*Instructions for the task:* All records are to be retyped faithfully and completely.

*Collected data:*
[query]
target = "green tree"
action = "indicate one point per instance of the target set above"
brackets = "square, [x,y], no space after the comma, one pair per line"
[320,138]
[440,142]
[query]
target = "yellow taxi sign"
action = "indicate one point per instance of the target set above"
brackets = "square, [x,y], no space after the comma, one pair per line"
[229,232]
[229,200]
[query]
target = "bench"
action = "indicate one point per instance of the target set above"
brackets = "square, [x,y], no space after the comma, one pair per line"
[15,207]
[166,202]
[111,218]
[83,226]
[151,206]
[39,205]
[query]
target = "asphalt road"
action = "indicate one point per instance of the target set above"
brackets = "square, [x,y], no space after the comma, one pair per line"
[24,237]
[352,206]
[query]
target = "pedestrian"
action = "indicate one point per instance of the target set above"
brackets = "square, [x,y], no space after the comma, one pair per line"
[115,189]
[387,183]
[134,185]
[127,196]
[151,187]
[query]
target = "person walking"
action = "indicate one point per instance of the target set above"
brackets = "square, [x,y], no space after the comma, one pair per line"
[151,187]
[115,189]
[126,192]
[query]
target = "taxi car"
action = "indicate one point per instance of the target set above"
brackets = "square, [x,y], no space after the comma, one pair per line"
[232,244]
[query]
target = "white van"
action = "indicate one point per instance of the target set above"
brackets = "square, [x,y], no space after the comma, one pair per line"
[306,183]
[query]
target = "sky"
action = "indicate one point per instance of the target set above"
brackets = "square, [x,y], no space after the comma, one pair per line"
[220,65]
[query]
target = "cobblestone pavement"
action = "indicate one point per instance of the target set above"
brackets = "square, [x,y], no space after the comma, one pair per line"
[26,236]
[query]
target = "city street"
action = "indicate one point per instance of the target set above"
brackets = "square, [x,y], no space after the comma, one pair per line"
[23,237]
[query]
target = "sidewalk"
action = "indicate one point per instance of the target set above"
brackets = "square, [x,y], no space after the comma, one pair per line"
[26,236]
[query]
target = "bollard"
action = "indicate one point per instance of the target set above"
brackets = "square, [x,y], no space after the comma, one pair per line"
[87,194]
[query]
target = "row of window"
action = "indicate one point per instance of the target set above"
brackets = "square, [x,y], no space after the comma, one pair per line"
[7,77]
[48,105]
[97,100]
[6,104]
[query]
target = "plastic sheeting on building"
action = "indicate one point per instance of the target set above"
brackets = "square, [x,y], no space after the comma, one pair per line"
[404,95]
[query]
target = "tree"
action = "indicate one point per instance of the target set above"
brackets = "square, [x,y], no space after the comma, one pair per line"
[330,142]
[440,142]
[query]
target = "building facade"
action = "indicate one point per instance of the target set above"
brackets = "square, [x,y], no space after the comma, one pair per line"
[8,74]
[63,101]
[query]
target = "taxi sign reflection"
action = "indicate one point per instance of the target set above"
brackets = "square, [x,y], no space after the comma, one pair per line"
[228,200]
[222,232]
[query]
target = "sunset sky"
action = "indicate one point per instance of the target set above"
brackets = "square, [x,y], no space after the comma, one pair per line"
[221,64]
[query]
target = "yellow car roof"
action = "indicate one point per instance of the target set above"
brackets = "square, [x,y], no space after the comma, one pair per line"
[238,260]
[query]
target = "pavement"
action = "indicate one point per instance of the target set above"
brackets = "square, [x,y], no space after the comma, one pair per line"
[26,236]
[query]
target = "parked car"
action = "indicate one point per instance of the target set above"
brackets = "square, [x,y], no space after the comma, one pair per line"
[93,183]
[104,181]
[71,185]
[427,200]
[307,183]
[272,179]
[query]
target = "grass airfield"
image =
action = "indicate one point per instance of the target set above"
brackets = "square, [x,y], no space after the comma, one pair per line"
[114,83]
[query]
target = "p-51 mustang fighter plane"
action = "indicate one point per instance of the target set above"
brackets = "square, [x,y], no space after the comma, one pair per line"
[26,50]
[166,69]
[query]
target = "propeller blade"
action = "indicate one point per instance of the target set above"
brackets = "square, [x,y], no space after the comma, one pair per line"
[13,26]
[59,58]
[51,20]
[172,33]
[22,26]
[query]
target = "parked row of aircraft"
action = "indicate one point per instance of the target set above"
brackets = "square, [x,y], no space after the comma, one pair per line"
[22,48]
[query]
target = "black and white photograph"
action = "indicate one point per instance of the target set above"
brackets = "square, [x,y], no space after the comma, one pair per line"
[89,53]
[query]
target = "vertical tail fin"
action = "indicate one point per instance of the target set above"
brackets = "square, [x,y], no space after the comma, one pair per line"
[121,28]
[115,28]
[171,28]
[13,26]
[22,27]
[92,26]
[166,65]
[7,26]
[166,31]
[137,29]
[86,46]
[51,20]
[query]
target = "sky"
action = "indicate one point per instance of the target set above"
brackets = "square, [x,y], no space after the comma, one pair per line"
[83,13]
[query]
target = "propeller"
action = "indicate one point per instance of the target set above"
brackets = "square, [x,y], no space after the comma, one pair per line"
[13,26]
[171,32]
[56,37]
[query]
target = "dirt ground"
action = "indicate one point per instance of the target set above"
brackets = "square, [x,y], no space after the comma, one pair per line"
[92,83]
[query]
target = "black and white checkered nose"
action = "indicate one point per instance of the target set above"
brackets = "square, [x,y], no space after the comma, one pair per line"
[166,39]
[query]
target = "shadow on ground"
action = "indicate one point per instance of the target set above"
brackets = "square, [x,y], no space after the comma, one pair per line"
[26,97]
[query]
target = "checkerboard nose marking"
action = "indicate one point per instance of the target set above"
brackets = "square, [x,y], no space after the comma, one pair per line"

*Full response:*
[query]
target = "green tree"
action = "indicate one point per instance of the target set above"
brackets = "square, [x,y], no space after the comma, one pair per line"
[320,138]
[440,142]
[query]
target = "yellow taxi sign"
action = "indicate one point per instance of the target set above"
brackets = "square, [x,y], no space after the comma, one pair per line"
[229,232]
[229,200]
[query]
target = "bench"
action = "indicate one point per instance of the target set above"
brackets = "square, [x,y], no space after the comma, one pair per line"
[15,207]
[166,202]
[111,218]
[83,226]
[151,206]
[39,205]
[query]
target = "asphalt road"
action = "indicate one point per instance of the target set above"
brackets = "square, [x,y], no space after the comma, one pair per line"
[24,237]
[352,206]
[query]
target = "pedestrian"
action = "indicate one point per instance of the target set above"
brackets = "square, [x,y], no space after the comma, one pair per line"
[115,189]
[387,183]
[134,185]
[127,196]
[151,187]
[query]
target = "person walking"
action = "indicate one point per instance of the target set above"
brackets = "square, [x,y], no space after the comma, one pair per line"
[151,187]
[115,189]
[126,192]
[query]
target = "taxi car"
action = "indicate one point per instance of the target set above"
brackets = "square, [x,y], no space after the comma, one pair per line"
[232,244]
[query]
target = "white van"
action = "indicate one point per instance of the target set above"
brackets = "square, [x,y], no space after the comma, one pair per line"
[306,183]
[query]
target = "sky"
action = "indicate one point per instance of the target set above"
brackets = "square, [x,y], no space after the comma, one pair per line"
[220,65]
[query]
target = "cobblestone pavement"
action = "indicate one point per instance of the target set above"
brackets = "square, [x,y], no space after the comma, one pair per line"
[26,236]
[query]
target = "city street"
action = "indicate one point per instance of the target set above"
brackets = "square, [x,y], no space after the comma, one pair per line"
[23,237]
[query]
target = "sidewalk"
action = "indicate one point per instance of the target set above"
brackets = "square, [x,y], no space after the comma, one pair per line"
[26,236]
[query]
target = "bollard"
action = "indicate one point per instance of the target set above"
brackets = "square, [x,y], no space after the comma, one pair per line"
[87,194]
[query]
target = "row of window"
action = "indicate one point per instance of the target set above"
brackets = "square, [x,y], no space after the comma, one pair per line"
[7,77]
[48,105]
[97,100]
[6,104]
[query]
target = "plastic sheeting on building"
action = "indicate one point per instance of the target set above"
brackets = "square, [x,y], no space after the comma, one pair per line"
[404,95]
[query]
target = "tree"
action = "indicate one point per instance of the target set above"
brackets = "square, [x,y], no space after the comma, one pair per line"
[330,142]
[440,142]
[query]
target = "building facade"
action = "indicate one point per instance of the target set above"
brackets = "square, [x,y], no space after the comma, one pair per line"
[8,74]
[63,101]
[query]
target = "taxi sign reflection"
action = "indicate one point per instance of the target set above"
brackets = "square, [x,y], no space after the comma, one pair per line"
[228,200]
[222,232]
[query]
target = "sunset sky"
action = "indicate one point per instance of the target set above"
brackets = "square, [x,y], no space after the comma, one pair per line"
[221,64]
[query]
target = "yellow car roof"
action = "indicate one point per instance of the target set above"
brackets = "square, [x,y], no space after the comma, one pair per line"
[238,260]
[query]
target = "pavement"
action = "indicate one point per instance of the target set above"
brackets = "square, [x,y], no space after the comma, one pair per line"
[26,236]
[query]
target = "parked car"
action = "indicate one point per instance of the target set above"
brackets = "square, [x,y], no space after the comma, one pair per line"
[93,183]
[104,181]
[71,185]
[427,200]
[307,183]
[272,179]
[query]
target = "grass airfield"
image =
action = "indicate one point per instance of the target set above"
brackets = "square, [x,y], no space after the comma, one pair per line"
[114,83]
[query]
target = "p-51 mustang fighter plane"
action = "indicate one point per instance of the target set above"
brackets = "square, [x,y], no space after the comma, one pair per line"
[26,50]
[166,69]
[query]
target = "propeller blade"
action = "indicate one point per instance of the target set above"
brackets = "square, [x,y], no space after the comma, one pair per line"
[13,26]
[59,58]
[51,20]
[172,33]
[22,26]
[query]
target = "parked row of aircraft"
action = "indicate one point per instance of the target set above"
brackets = "square, [x,y], no space after the comma, one pair per line"
[22,48]
[query]
target = "black and white photograph"
action = "indicate one point per instance of the target set above"
brackets = "square, [x,y], no space after the comma, one pair per line"
[89,53]
[query]
target = "vertical tail fin"
action = "indicate one point per instance of the target set above"
brackets = "square, [x,y], no space after the comma, one pair per line"
[121,28]
[115,28]
[171,28]
[13,26]
[22,27]
[92,26]
[166,65]
[7,26]
[166,31]
[137,29]
[86,46]
[51,20]
[query]
target = "sky"
action = "indicate one point per instance of the target set above"
brackets = "square, [x,y], no space after the comma, one pair per line"
[83,13]
[query]
target = "propeller"
action = "indicate one point per instance of the target set above"
brackets = "square, [x,y], no space after the comma, one pair per line"
[13,26]
[171,32]
[56,37]
[query]
target = "dirt ground"
action = "indicate one point per instance of the target set above"
brackets = "square, [x,y], no space after the comma, one pair per line"
[92,83]
[query]
target = "black and white checkered nose"
action = "indicate one point per instance of the target set above"
brackets = "square, [x,y], no space after the comma, one pair per line"
[166,39]
[query]
target = "shadow on ground"
action = "indicate one point per instance of the target set above"
brackets = "square, [x,y], no space after the comma, one pair per line"
[26,97]
[query]
target = "checkerboard nose marking"
action = "indicate one point per instance of the target set above"
brackets = "square, [x,y], no space after the comma, one pair per line"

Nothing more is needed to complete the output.